EXERCISE DIRECTIONS
Update the post on the Wrong Suspect pattern: give again the part that begins at the words "I keep noticing" and stops after "click for me.", with "culprit" replaced by "offender".

EXTRACTED TEXT
* * * * * * *

The Wrong Suspect

I keep noticing the same pattern in ML research, and I want to talk about it because I think it's underappreciated. The pattern is: something goes wrong, everyone points at the most visible component, and the real culprit turns out to be upstream, quietly doing exactly what it was designed to do.

I'm going to call it the Wrong Suspect pattern. Two recent examples made it click for me.

The Format Tax

Here's a thing everyone knew: asking an LLM to produce structured output (JSON, XML) makes it dumber. Accuracy drops. Reasoning gets worse. And the obvious suspect was constrained decoding — the logit masking that forces the model to emit valid tokens at each step. You're clamping down on the probability distribution, preventing the model from saying what it wants to say, so of course quality suffers. The decoder is the bottleneck. Fix the decoder, fix the problem.

* * * * * * *

SUPPLIED MATERIAL
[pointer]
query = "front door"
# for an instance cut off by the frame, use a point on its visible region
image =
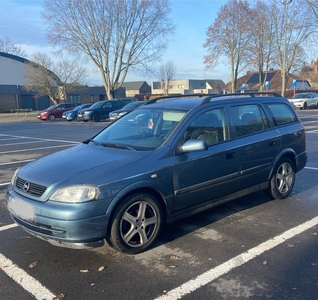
(205, 175)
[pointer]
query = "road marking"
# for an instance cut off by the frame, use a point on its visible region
(34, 149)
(16, 162)
(21, 277)
(3, 228)
(311, 168)
(235, 262)
(41, 139)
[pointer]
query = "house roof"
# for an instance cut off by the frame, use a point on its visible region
(251, 79)
(134, 85)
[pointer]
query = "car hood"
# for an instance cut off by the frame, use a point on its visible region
(84, 163)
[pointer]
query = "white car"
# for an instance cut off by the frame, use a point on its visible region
(305, 100)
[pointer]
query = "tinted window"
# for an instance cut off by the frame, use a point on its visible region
(210, 126)
(282, 114)
(249, 119)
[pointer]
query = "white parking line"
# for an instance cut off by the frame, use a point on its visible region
(16, 162)
(311, 168)
(41, 139)
(34, 149)
(3, 228)
(235, 262)
(21, 277)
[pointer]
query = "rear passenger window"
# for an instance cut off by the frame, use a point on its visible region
(249, 119)
(282, 114)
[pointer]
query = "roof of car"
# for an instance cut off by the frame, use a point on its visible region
(187, 102)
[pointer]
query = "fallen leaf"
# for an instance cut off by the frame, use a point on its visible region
(59, 296)
(84, 271)
(33, 264)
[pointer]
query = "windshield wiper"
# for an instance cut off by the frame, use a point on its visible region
(91, 140)
(112, 145)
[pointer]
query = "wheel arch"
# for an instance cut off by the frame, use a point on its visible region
(123, 195)
(289, 153)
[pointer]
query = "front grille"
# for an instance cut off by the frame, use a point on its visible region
(34, 189)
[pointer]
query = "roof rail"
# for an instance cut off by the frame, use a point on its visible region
(176, 96)
(208, 97)
(245, 94)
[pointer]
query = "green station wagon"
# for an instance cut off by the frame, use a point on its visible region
(168, 159)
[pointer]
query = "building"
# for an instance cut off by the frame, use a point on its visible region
(250, 82)
(190, 86)
(136, 88)
(13, 95)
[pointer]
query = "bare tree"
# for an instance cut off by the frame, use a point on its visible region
(294, 24)
(165, 75)
(51, 79)
(116, 35)
(229, 37)
(261, 46)
(7, 46)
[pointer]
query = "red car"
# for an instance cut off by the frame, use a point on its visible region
(55, 111)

* * * * * * *

TASK RESULT
I keep noticing the same pattern in ML research, and I want to talk about it because I think it's underappreciated. The pattern is: something goes wrong, everyone points at the most visible component, and the real offender turns out to be upstream, quietly doing exactly what it was designed to do.

I'm going to call it the Wrong Suspect pattern. Two recent examples made it click for me.